#### Directions:
Each record below should appear again exactly as written.
..........
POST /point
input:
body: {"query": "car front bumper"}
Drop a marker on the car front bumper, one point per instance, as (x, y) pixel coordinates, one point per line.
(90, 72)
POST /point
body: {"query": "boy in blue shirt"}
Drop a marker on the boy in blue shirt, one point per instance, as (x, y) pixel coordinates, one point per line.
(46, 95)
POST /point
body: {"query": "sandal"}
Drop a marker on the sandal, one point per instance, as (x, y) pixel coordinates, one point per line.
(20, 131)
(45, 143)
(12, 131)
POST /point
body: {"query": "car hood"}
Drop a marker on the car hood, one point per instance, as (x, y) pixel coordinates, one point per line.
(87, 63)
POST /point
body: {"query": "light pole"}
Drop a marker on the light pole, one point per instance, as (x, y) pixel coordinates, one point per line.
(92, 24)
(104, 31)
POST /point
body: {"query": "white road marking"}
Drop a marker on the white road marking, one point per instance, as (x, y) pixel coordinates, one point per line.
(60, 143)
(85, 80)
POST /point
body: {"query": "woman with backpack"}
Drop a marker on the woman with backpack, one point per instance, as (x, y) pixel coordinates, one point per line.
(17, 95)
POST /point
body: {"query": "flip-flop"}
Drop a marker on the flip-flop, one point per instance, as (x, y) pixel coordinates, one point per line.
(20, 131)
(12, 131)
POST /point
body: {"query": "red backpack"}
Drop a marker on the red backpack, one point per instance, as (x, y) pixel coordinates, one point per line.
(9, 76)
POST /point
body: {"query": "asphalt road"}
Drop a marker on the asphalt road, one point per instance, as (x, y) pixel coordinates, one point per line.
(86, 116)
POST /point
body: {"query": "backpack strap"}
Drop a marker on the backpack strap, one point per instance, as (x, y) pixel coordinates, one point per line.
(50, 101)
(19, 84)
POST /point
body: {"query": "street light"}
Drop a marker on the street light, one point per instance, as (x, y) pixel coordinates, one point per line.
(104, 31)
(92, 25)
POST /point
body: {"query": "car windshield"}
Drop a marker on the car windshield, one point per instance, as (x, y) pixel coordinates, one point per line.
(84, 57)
..........
#### Answer to this task:
POST /point
input:
body: {"query": "car front bumper"}
Drop a marker on the car front bumper, one point per instance, as (x, y) pixel coordinates, one point per line.
(90, 72)
POST /point
body: {"query": "boy in blue shirt"}
Drop a marker on the boy in blue shirt, one point per instance, as (x, y) pixel coordinates, one point per line.
(46, 95)
POST /point
body: {"query": "sandal"}
Drop a marker on the sandal, one point per instance, as (x, y) pixel coordinates, one point per line.
(20, 131)
(45, 143)
(12, 131)
POST /point
body: {"query": "car hood"}
Drop a marker on the car hood, one point per instance, as (x, y) pixel coordinates, one point per line.
(87, 63)
POST /point
body: {"query": "light pole"}
Drop a marker on the light pole, one point per instance, as (x, y) pixel coordinates, one point per line.
(92, 24)
(104, 31)
POST /point
body: {"query": "white road marking"}
Drop a marker on the white road marking, one point per instance, as (x, y) pixel coordinates, one point per line.
(60, 143)
(85, 80)
POST /point
body: {"query": "woman with backpack"}
Drop a marker on the woman with backpack, one point per instance, as (x, y) pixel coordinates, one point per line.
(17, 95)
POST /point
body: {"query": "flip-flop"}
Drop a marker on the flip-flop, one point per instance, as (x, y) pixel coordinates, one point per line.
(20, 131)
(12, 131)
POST /point
body: {"query": "red backpack"}
Drop a marker on the red backpack, one point per instance, as (x, y) pixel coordinates, one point per line.
(9, 76)
POST /point
body: {"query": "asphalt road"}
Drop a marker on the asphalt road, one point per instance, as (x, y) pixel coordinates, one point per line.
(86, 116)
POST /point
body: {"query": "backpack strap"}
Drop a marker on the backpack strap, one point per instance, as (x, y) pixel coordinates, one point per line.
(50, 101)
(19, 84)
POST /point
body: {"query": "street light"}
Drop a marker on the street light, one point per instance, as (x, y) pixel coordinates, one point per line.
(104, 31)
(92, 25)
POST /point
body: {"query": "car windshield"}
Drop a marker on the car windshield, one point per instance, as (x, y) pixel coordinates, one point per line.
(84, 57)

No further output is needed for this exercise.